- **Extract to read**

========================================================================

Not so long ago, prospects for some teams were almost supposed to be traded, a regular roster remedy that seemed as certain as the old baseball adages of "records were meant to be broken" and "managers were hired to be fired." In the last decade, however, the dynamic of the sport has changed considerably, with free agent prices skyrocketing and thus the value of prospects also rising, as they became a cost-controlled, though unproven, alternative.

The Jays haven't traded away any one single young player of the same caliber of, say, Wil Myers -- the minor league player of the year whom the Royals shipped in a package to the Rays for James Shields and Wade Davis -- but Toronto's acquisition cost in its trades with the Marlins and Mets have been nevertheless steep.

On Nov. 19, the Jays sent seven players to the Marlins and took on some $160 million in salary to acquire four former All-Stars -- shortstop Jose Reyes, pitchers Josh Johnson and Mark Buehrle and catcher John Buck (though Buck was coming off down year and the Jays had no shortage of catchers) -- and a possible everyday player, second baseman Emilio Bonifacio. To get Dickey, another All-Star, they would be trading four players, including d'Arnaud, who is arguably the best catching prospect in baseball.

Anthopoulos deserves credit not only for his maneuvering this offseason but also for stockpiling the necessary high-level prospects to put the organization in position to make these moves. He emphasized scouting and development after his hire in late 2009, hiring a new scouting director six days after his own promotion and expanding his number of scouts by more than three dozen.

========================================================================

- **Given data**
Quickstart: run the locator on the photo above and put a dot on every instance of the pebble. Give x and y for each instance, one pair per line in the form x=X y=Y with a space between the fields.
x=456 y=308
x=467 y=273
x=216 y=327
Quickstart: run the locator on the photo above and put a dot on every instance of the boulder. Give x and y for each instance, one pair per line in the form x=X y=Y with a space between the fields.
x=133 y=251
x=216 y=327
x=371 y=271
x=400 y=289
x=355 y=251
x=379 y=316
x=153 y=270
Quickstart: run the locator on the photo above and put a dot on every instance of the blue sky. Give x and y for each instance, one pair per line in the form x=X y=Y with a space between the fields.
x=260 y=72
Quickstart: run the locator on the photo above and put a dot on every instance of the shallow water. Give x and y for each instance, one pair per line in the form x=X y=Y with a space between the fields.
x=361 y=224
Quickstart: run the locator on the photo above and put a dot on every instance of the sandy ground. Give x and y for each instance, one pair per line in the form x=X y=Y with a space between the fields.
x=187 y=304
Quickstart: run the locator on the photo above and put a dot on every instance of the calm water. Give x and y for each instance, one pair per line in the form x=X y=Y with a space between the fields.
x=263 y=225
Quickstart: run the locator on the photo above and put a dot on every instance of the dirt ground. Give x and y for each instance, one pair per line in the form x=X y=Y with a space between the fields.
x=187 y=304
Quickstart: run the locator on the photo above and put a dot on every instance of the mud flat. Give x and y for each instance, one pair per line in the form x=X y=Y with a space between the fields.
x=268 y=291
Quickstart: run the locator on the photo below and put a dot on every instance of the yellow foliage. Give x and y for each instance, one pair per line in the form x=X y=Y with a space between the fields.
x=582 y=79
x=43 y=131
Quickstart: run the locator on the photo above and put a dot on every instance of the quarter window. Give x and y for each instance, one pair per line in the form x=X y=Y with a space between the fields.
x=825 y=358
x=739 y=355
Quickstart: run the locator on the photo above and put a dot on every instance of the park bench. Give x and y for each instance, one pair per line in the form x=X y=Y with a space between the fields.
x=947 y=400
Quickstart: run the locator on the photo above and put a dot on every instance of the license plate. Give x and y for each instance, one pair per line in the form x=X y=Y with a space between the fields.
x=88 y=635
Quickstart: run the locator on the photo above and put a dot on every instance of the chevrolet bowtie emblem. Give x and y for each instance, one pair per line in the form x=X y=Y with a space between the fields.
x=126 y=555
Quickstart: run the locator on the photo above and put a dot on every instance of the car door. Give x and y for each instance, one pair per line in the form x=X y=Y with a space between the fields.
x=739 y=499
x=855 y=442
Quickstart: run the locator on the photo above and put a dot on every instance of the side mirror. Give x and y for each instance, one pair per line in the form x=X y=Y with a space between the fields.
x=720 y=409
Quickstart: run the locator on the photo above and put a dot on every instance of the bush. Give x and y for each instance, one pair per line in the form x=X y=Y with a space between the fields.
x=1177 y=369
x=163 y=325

========================================================================

- **Problem set**
A. In the extract on the Blue Jays' offseason trades, how many players did Toronto send to the Marlins on Nov. 19?
B. Continue the extract on the Blue Jays' offseason trades, starting after its last sentence.

- **Exercise answers**
A. Seven players.

B.
After taking over as GM, Anthopoulos demurred when asked about his "rebuilding" plan in Toronto because the franchise hadn't won 90 games or made the playoffs since their back-to-back World Series titles in 1992 and '93. Thus, they weren't rebuilding anything, per se. Just building.

"To me, you're always building until you get to the postseason," Anthopoulos told SI in an interview before the 2010 season. ". . . Whether you win 75 games or 85 games, that's not good enough to get into the playoffs."

That's why the Dickey trade is so critical, as the extra wins his acquisition ought to ensure may well be the difference in vaulting the Jays toward and maybe past the 90-win threshold when each win is most valuable, as Jay Jaffe explained in Hit and Run.

Importantly, Anthopoulos didn't stack everything for a one-year, all-or-nothing strike for AL East supremacy but, rather, he simultaneously hedged his bets by propping open the club's window of contention with multi-year contracts; every new player except Johnson is under team control for at least two seasons. Incumbent sluggers Jose Bautista and Edwin Encarnacion are both signed through 2015 with club options for 2016.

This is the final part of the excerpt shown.